### [The exercise]
Please rewrite the MLOps pipeline text from "Now, it is time" to "prepare the endpoints)", with "data sets" changed to "datasets".

** BEGIN Text block **

![logo](../imgs/MLU_Logo.png)

---

# EndToEnd MLOps Pipeline

Now, it is time for automating the ML pipeline using the MLOps environment.

First, we will collect the data sets, traning parameters, deploying parameters, and then zip them into a file. This zip file has the following structure:
 - trainingjob.json (Sagemaker training job descriptor)
 - environment.json (instructions to the environment of how to deploy and prepare the endpoints)
 
Then by calling the `s3.put_object` command, we put the zipped file in an S3 bucket. At the same time, [CodePipeline](https://us-west-2.console.aws.amazon.com/codesuite/codepipeline/pipelines/iris-model-pipeline/view?region=us-west-2) monitors that bucket, and will start a job once the zipped file is detected.

** END Text block **
** BEGIN Material provided **

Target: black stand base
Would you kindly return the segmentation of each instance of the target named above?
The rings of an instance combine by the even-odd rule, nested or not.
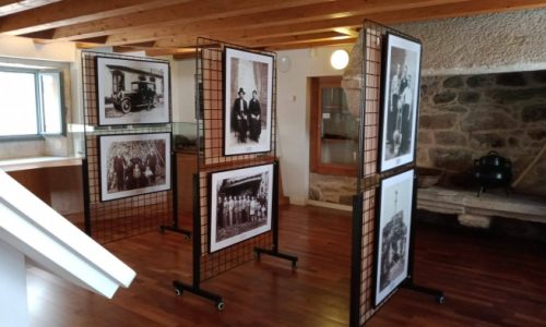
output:
[[[256,253],[256,261],[258,261],[258,262],[260,261],[262,254],[266,254],[266,255],[275,256],[275,257],[292,262],[293,269],[296,269],[298,266],[298,257],[297,256],[281,253],[276,249],[265,250],[265,249],[261,249],[261,247],[254,247],[254,253]]]
[[[175,280],[173,281],[173,286],[175,287],[175,293],[177,296],[180,296],[183,291],[188,291],[190,293],[193,293],[198,296],[205,298],[206,300],[211,300],[216,304],[216,308],[219,311],[223,311],[225,307],[224,300],[222,296],[211,293],[209,291],[205,291],[201,289],[199,286],[192,286],[192,284],[187,284],[181,281]]]
[[[185,230],[185,229],[179,229],[178,227],[176,226],[159,226],[159,232],[163,234],[165,233],[165,231],[168,230],[168,231],[171,231],[171,232],[175,232],[175,233],[180,233],[180,234],[183,234],[183,238],[186,240],[189,240],[191,239],[191,232],[189,230]]]
[[[403,283],[402,287],[415,292],[432,295],[436,298],[436,302],[438,302],[438,304],[446,303],[446,296],[443,296],[443,292],[440,290],[423,287],[414,283],[413,281],[407,281]]]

** END Material provided **

### [Task answer]
Now, it is time for automating the ML pipeline using the MLOps environment.

First, we will collect the datasets, traning parameters, deploying parameters, and then zip them into a file. This zip file has the following structure:
 - trainingjob.json (Sagemaker training job descriptor)
 - environment.json (instructions to the environment of how to deploy and prepare the endpoints)